### Input:

----------

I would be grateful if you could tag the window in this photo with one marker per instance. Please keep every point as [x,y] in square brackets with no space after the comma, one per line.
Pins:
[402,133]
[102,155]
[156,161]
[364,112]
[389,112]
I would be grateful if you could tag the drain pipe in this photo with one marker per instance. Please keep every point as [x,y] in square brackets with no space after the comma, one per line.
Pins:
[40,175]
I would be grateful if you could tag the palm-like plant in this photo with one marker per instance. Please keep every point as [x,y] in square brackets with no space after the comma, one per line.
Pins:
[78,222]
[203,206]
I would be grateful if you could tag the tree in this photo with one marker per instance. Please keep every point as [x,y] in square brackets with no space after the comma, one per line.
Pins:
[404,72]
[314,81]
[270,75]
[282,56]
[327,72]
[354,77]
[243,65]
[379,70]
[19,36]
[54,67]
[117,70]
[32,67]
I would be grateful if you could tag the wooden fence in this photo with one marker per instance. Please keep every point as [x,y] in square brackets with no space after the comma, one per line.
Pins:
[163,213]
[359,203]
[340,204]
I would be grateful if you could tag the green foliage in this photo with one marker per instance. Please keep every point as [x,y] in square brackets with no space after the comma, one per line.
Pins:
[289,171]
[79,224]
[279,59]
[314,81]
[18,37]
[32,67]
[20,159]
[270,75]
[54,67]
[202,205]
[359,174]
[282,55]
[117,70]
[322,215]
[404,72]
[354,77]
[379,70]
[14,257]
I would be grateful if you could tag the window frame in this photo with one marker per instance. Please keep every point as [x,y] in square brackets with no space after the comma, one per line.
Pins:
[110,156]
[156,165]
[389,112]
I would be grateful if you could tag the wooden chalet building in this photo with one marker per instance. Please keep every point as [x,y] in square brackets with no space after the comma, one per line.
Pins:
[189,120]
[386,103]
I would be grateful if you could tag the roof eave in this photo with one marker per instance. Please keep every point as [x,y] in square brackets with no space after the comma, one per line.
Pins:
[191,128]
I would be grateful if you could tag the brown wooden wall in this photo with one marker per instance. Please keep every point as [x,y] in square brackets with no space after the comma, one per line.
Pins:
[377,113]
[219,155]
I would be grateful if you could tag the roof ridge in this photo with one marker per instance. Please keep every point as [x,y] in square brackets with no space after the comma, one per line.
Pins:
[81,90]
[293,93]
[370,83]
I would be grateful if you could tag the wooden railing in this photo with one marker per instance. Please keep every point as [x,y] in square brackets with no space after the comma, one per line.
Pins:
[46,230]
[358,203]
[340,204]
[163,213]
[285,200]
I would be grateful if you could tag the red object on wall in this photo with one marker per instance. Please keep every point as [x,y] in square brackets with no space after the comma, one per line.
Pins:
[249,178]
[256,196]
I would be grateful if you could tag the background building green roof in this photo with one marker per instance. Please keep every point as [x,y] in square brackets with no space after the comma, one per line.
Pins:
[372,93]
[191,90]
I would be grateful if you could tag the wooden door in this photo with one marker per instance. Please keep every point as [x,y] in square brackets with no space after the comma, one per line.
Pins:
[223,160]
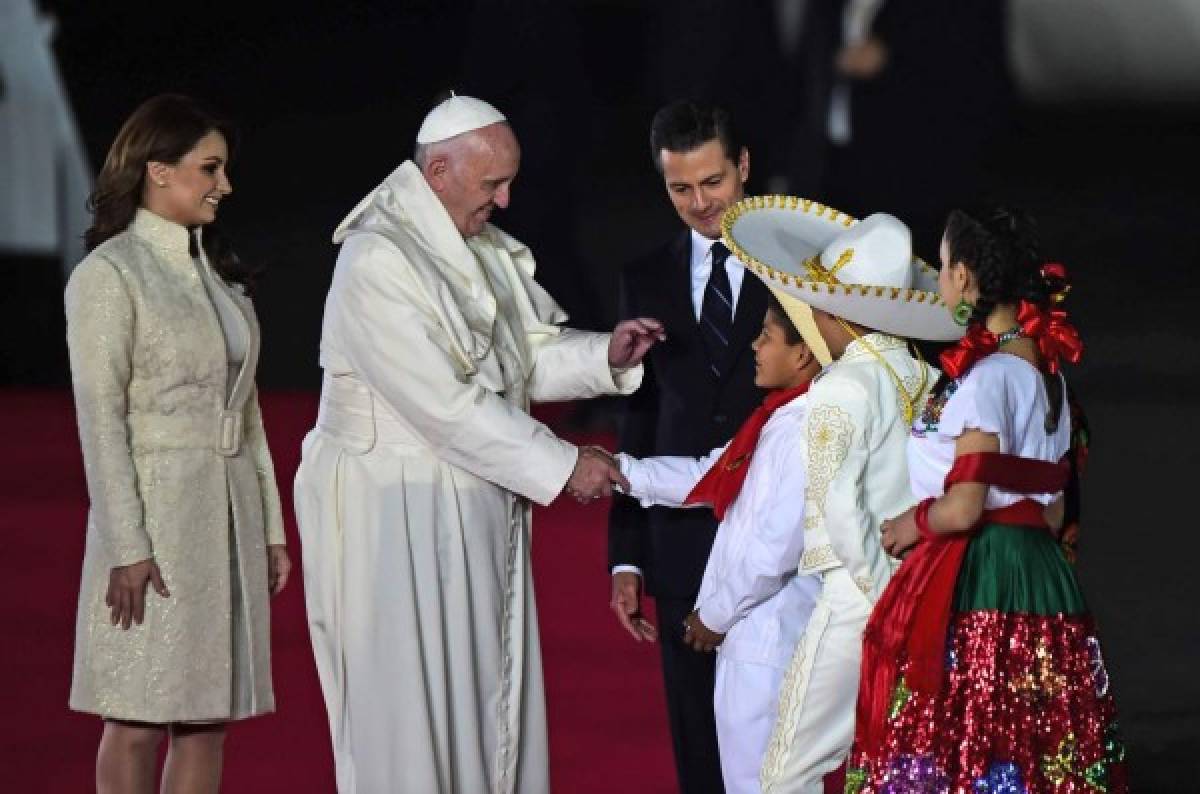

----------

### Aim:
Report every line of the listing above that contains the string "green", matching case exactly.

### Solution for this task:
I would be grateful if you could tag the green foliage in this photo with one marker per instance. Please keep every point as [x,y] in square brackets with no space after the comma, one per line.
I would be grateful if you could tag the background building green roof in this photo with one marker per instance. Please keep every point as [x,y] in square brackets with no space after the comma, one per line.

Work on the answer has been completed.